YOUR GOAL -> Pick out each line of the material below that contains the string "patch" and copy it.

LISTING ->
══════
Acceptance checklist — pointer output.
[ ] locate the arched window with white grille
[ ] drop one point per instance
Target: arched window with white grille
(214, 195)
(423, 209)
══════
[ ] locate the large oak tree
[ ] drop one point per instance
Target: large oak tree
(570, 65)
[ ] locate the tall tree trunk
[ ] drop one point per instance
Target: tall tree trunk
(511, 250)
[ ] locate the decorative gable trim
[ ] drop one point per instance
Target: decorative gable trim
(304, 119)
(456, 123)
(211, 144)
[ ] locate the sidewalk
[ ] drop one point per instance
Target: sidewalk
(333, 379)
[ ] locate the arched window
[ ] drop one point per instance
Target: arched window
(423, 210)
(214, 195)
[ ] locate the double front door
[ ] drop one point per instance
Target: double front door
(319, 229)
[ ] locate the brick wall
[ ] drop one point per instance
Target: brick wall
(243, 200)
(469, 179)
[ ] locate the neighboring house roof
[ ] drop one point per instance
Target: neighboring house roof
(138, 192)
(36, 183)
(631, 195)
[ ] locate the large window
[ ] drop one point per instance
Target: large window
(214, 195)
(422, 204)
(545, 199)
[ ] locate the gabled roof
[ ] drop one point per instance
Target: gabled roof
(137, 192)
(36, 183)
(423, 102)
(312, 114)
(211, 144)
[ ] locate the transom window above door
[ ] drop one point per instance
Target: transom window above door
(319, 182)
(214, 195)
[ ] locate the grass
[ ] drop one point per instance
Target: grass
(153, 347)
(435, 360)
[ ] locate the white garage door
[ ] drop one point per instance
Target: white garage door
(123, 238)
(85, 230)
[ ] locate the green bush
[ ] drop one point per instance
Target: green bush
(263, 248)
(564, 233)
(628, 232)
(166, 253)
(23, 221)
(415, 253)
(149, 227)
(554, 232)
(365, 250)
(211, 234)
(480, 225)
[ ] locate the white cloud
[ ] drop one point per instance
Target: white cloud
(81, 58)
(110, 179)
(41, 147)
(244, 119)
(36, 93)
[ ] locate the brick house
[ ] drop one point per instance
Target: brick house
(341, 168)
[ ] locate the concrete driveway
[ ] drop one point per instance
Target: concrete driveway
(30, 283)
══════
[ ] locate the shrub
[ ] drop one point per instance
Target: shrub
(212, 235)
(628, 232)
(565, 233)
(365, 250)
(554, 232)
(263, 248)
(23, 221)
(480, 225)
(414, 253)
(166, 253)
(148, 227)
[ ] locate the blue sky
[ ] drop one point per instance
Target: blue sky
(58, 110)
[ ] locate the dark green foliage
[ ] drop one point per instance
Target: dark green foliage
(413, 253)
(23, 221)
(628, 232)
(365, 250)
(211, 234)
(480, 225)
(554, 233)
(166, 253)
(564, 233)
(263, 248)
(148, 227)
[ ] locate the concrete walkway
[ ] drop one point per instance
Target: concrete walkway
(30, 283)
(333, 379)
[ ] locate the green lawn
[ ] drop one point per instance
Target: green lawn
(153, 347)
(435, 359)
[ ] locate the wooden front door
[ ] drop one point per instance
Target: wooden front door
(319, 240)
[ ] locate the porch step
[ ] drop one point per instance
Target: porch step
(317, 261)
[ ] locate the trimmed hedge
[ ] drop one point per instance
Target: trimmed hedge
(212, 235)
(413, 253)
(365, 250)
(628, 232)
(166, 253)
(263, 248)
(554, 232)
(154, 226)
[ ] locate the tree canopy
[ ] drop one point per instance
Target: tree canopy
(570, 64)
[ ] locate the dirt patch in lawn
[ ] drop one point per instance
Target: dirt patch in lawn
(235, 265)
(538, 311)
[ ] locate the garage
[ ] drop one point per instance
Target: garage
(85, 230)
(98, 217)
══════
FULL ANSWER ->
[ ] locate the dirt patch in lawn
Target: dirt patch in lawn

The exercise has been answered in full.